→ Prompt: Can you update the part of the rows that opens with the line containing "of the carpet" and closes with the line containing "x=584 y=341", so that "black desk" becomes "dark wooden desk" and nothing else changes, and give back only those lines?

====== Information supplied ======

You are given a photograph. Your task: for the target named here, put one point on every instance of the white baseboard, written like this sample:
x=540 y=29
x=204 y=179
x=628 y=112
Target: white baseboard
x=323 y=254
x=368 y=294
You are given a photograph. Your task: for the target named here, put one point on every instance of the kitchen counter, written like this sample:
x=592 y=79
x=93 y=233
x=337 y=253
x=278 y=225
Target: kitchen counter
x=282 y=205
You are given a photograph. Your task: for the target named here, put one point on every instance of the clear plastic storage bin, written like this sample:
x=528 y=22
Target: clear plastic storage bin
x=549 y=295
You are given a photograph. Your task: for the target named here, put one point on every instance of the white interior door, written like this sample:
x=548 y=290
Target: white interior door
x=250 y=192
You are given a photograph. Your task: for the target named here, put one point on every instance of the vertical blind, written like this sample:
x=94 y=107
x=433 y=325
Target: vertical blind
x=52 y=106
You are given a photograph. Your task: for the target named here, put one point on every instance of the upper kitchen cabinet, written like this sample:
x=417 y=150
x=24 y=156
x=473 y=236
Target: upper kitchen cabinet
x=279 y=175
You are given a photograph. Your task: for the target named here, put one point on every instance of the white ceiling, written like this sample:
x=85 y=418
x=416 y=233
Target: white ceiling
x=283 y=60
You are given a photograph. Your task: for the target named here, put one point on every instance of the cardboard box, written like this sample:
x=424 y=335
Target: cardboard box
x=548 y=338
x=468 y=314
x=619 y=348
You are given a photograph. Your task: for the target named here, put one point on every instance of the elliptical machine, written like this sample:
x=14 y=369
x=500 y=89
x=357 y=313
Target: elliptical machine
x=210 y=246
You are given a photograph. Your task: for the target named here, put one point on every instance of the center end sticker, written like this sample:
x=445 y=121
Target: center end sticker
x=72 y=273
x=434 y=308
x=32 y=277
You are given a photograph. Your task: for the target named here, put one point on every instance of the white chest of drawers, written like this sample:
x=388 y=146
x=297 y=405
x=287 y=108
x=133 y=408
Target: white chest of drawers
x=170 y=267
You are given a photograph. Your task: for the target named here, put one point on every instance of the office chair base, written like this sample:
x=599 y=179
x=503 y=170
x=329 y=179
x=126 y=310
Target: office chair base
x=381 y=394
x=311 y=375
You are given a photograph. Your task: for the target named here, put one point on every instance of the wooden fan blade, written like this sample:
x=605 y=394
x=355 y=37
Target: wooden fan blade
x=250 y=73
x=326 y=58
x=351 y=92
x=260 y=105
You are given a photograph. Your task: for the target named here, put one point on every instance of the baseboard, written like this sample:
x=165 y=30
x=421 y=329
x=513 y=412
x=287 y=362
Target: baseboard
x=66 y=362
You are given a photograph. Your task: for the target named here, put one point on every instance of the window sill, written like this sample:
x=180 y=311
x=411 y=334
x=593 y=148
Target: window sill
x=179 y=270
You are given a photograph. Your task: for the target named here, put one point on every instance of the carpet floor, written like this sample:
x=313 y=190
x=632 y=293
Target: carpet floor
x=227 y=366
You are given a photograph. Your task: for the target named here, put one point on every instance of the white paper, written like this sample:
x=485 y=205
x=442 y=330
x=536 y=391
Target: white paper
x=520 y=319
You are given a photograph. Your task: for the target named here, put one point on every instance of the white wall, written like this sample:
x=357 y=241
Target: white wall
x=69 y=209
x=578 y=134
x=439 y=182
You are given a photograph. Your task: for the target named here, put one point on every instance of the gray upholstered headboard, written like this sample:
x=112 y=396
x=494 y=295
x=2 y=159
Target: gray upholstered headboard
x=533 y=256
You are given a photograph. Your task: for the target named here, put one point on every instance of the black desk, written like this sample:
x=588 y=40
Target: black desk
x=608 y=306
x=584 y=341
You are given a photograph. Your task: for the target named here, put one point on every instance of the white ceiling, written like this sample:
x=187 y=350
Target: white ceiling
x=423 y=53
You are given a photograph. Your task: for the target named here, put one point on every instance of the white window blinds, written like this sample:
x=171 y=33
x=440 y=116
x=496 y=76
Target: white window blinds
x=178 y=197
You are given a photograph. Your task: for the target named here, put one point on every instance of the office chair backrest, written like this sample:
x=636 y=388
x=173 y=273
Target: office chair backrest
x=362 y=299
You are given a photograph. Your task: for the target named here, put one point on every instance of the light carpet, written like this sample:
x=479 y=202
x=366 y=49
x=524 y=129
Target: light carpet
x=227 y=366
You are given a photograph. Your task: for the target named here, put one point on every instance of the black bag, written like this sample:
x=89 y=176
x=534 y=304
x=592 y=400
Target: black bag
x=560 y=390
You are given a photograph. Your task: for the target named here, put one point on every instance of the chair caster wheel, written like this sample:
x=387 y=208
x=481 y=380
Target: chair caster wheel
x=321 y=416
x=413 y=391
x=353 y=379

======

→ Task solution:
You are given a photograph. Your task: for the target named here, put one point on every instance of the carpet floor, written like this sample:
x=313 y=190
x=632 y=293
Target: carpet floor
x=227 y=366
You are given a photograph. Your task: for the target named here, put one point on every instance of the white paper, written like this sample:
x=485 y=205
x=442 y=330
x=536 y=391
Target: white paper
x=520 y=319
You are given a photograph. Your task: for the target named here, put one point on every instance of the white wall, written like this sample:
x=357 y=241
Target: white wall
x=69 y=209
x=578 y=134
x=439 y=182
You are given a photograph. Your task: for the target named here, put one point on every instance of the gray upholstered headboard, written like this sample:
x=112 y=396
x=494 y=295
x=2 y=159
Target: gray upholstered headboard
x=533 y=256
You are given a photograph. Your task: for the target named here, put one point on every instance of the dark wooden desk, written like this sample:
x=588 y=40
Target: dark wooden desk
x=608 y=306
x=584 y=341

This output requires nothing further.